Exercise instructions: Your output is the line containing "Category: rice seedling bundle" plus all lines after it to the end of the records, reproduced exactly, with nothing else.

Excerpts of location labeling data:
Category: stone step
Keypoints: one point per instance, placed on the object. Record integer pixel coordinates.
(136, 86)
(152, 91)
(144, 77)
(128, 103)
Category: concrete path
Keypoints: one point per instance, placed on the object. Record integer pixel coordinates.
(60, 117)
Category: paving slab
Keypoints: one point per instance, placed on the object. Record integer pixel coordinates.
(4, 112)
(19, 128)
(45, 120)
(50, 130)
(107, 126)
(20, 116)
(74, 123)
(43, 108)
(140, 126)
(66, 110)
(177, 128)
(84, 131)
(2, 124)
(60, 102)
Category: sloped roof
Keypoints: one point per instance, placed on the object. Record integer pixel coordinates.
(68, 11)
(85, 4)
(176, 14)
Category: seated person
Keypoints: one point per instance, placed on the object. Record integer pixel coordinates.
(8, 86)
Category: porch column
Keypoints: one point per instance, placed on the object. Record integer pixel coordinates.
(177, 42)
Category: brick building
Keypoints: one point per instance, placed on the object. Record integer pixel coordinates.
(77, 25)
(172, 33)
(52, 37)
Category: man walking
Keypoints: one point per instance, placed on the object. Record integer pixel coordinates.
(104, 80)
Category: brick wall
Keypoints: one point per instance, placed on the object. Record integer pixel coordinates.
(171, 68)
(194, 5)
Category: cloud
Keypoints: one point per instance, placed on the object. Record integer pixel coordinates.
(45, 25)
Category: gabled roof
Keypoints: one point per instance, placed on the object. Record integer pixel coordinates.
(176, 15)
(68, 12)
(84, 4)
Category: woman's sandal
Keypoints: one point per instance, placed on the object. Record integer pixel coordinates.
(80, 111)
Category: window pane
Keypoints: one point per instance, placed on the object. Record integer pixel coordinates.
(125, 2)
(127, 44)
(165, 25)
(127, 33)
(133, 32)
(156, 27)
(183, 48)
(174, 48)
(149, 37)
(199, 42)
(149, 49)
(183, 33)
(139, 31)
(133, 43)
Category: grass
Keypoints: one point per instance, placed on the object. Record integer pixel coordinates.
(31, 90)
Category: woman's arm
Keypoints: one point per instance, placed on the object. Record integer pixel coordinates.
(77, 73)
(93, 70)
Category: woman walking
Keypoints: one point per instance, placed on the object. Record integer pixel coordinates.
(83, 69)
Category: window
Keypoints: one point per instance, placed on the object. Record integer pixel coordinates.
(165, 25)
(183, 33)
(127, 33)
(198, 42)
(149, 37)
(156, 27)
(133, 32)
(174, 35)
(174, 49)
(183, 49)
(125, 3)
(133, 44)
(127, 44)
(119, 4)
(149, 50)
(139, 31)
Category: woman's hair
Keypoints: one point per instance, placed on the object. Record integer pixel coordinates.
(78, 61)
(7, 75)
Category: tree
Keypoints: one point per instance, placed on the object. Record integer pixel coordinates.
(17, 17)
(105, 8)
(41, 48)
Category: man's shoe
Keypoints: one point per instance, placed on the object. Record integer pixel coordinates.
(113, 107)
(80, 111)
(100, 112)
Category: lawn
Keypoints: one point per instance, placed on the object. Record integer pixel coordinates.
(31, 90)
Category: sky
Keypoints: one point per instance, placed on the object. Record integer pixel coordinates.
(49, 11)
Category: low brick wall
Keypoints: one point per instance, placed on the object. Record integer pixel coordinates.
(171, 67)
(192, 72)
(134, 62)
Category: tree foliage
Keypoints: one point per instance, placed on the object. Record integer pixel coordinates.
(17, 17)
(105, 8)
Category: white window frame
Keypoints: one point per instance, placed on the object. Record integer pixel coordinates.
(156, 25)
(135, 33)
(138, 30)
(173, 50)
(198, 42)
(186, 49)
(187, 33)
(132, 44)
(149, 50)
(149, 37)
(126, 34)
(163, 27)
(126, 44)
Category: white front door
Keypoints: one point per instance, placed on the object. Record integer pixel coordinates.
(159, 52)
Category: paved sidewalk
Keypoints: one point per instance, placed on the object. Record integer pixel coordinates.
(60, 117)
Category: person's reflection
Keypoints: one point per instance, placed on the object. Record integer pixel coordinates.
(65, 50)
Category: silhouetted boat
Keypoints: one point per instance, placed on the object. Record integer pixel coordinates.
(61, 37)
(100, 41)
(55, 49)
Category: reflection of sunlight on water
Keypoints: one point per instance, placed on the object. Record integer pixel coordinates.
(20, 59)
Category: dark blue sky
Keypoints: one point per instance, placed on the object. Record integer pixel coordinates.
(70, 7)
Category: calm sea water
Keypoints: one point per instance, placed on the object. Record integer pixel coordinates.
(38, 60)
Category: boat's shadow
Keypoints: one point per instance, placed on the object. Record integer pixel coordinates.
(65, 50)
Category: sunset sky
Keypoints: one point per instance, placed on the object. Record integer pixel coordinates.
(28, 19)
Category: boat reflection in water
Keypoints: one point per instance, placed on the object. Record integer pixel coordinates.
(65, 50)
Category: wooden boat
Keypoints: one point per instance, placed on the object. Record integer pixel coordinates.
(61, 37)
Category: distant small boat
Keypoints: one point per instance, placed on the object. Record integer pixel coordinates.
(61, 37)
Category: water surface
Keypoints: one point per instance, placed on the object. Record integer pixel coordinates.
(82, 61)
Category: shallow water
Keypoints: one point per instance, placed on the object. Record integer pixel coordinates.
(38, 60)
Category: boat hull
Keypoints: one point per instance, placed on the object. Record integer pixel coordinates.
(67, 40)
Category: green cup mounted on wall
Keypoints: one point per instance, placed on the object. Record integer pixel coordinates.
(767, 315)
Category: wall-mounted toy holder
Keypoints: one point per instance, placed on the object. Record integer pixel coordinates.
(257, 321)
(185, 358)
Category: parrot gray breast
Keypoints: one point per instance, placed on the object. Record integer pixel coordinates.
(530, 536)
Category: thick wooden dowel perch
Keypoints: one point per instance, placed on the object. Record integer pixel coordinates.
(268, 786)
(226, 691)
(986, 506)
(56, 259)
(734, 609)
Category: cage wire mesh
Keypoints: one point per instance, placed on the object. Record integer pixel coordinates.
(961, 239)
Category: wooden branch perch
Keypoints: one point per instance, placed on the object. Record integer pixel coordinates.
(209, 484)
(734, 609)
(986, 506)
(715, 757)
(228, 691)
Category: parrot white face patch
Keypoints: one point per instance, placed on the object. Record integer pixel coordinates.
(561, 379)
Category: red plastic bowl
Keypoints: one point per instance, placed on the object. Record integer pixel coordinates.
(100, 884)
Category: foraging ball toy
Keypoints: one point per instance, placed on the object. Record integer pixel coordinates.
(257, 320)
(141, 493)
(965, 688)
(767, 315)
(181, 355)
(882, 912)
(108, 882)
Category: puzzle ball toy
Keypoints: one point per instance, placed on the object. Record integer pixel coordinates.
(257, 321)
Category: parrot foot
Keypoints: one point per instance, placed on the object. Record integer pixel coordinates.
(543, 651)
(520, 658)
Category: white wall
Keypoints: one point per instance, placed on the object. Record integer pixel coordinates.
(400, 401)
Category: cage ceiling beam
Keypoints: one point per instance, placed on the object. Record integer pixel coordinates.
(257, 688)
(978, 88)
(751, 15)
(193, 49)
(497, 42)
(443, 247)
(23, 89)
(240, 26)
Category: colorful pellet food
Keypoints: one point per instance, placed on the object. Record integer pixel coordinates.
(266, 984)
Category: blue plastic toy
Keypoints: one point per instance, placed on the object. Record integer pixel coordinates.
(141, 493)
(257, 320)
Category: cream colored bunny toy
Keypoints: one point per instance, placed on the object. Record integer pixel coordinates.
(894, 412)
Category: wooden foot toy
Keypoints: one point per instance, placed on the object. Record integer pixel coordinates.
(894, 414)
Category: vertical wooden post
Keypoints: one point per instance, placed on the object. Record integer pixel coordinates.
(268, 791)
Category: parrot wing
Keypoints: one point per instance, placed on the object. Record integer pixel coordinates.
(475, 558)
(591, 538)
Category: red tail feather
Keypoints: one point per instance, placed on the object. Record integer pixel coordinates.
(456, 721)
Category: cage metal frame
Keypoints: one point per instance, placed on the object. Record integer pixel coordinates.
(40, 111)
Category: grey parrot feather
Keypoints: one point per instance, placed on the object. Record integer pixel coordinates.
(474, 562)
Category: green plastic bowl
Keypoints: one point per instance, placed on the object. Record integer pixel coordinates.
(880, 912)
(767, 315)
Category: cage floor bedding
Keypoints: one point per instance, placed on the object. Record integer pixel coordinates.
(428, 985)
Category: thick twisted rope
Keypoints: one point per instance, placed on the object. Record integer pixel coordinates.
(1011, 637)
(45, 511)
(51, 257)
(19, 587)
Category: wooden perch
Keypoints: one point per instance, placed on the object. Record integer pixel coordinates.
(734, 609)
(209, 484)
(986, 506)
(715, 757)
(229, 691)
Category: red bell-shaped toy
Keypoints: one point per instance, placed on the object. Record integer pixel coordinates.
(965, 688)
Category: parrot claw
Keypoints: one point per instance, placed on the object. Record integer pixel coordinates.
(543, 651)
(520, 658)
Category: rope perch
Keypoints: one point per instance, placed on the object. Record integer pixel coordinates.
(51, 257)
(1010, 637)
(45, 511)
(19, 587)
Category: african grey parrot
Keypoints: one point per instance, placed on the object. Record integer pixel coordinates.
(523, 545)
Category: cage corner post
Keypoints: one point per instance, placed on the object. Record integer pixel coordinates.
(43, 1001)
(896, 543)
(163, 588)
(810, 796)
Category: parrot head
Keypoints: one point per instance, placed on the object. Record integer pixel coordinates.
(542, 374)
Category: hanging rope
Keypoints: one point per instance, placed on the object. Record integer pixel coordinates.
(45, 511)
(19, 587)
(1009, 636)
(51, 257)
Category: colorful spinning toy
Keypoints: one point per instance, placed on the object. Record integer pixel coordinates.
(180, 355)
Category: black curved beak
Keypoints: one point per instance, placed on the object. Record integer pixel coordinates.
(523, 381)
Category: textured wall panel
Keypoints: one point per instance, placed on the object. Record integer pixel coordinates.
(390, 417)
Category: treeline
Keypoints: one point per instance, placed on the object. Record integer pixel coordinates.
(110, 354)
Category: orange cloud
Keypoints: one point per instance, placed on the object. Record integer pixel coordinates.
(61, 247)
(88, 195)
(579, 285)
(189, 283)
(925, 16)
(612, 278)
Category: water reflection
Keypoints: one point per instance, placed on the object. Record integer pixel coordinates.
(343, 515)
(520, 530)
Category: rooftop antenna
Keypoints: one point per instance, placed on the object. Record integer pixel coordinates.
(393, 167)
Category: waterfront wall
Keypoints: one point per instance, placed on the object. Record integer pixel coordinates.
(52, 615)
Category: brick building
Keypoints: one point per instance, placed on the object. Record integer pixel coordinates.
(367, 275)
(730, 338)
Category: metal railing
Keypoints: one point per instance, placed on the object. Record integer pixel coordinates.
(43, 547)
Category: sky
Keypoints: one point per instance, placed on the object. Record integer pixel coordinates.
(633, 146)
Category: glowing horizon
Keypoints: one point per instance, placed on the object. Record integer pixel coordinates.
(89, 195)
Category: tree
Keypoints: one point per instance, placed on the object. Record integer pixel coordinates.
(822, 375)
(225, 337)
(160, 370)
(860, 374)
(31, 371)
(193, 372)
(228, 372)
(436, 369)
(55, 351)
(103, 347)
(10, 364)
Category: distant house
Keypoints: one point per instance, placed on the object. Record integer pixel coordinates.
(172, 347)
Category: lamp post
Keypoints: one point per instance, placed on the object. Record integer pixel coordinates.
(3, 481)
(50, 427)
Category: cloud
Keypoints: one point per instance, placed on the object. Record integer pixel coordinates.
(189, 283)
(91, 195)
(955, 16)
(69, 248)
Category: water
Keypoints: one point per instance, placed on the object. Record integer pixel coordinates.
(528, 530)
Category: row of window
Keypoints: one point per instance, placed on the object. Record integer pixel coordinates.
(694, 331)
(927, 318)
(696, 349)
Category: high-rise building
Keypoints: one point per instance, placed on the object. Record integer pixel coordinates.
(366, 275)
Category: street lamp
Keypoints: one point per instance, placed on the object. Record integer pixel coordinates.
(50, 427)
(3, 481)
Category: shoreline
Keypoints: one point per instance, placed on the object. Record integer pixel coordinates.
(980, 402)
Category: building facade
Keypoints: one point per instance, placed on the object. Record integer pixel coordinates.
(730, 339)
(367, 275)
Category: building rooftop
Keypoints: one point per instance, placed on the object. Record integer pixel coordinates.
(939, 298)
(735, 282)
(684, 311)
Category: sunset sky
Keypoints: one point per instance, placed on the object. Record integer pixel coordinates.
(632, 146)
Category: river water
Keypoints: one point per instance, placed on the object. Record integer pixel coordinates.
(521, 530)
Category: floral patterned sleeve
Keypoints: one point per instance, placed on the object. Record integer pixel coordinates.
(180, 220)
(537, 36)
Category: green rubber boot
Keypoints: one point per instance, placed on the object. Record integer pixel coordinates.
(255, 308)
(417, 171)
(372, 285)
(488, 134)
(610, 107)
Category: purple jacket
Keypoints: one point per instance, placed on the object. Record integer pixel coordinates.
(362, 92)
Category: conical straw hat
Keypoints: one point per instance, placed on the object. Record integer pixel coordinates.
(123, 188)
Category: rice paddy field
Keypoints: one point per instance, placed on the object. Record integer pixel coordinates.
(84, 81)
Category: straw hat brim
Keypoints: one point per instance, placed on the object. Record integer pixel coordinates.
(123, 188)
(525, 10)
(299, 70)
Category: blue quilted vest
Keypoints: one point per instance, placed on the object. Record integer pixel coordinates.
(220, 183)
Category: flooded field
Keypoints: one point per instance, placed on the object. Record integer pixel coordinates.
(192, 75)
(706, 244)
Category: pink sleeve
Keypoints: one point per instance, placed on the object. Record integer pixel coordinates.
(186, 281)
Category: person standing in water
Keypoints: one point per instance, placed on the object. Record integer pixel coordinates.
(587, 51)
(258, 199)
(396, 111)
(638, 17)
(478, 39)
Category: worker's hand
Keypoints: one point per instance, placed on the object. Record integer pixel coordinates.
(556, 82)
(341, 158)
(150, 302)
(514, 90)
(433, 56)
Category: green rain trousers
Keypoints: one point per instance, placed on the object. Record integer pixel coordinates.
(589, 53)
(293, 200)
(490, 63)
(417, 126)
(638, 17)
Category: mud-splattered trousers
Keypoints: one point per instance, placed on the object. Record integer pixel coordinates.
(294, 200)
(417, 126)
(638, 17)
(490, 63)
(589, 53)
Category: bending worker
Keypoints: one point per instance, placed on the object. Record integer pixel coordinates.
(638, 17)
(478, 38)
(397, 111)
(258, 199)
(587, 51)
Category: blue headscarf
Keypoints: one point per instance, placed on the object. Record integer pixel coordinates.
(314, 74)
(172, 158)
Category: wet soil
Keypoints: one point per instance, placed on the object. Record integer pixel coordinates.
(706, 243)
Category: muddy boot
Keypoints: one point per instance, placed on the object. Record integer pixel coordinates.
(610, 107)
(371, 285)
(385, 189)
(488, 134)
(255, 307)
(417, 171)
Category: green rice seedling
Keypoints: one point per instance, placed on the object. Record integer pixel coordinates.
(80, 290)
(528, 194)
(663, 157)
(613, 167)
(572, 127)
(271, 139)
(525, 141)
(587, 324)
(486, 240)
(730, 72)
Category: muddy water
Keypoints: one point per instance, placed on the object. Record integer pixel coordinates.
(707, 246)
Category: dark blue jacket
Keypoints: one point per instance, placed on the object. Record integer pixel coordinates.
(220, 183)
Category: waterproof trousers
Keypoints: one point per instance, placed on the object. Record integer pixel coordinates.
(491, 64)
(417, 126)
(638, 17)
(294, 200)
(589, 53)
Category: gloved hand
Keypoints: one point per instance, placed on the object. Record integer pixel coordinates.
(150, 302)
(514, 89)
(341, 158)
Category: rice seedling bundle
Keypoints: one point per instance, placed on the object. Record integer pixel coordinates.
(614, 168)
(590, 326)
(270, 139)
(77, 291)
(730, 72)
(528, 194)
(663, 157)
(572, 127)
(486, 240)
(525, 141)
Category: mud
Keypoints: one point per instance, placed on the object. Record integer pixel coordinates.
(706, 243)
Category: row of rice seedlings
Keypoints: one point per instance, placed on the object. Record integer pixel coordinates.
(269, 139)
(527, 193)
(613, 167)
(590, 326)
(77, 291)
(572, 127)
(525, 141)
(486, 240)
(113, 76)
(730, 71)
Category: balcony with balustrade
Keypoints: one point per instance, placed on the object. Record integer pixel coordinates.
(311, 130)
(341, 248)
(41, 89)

Exercise answer:
Category: rice seedling bundle
Keypoints: one point per instance, placed on the object. Record integer pixel coordinates.
(614, 168)
(590, 326)
(270, 139)
(77, 291)
(730, 72)
(528, 194)
(663, 157)
(572, 127)
(486, 240)
(525, 141)
Category: mud
Keypoints: one point per instance, placed on the object. Record integer pixel coordinates.
(706, 243)
Category: row of rice seedlings
Keypoints: one point per instance, placed on the object. Record integer pixel coordinates.
(269, 139)
(527, 193)
(613, 167)
(590, 326)
(77, 291)
(572, 127)
(525, 141)
(486, 240)
(113, 76)
(730, 71)
Category: balcony with balustrade
Keypoints: one point per instance, placed on the object. Record integer pixel coordinates.
(311, 130)
(341, 248)
(41, 89)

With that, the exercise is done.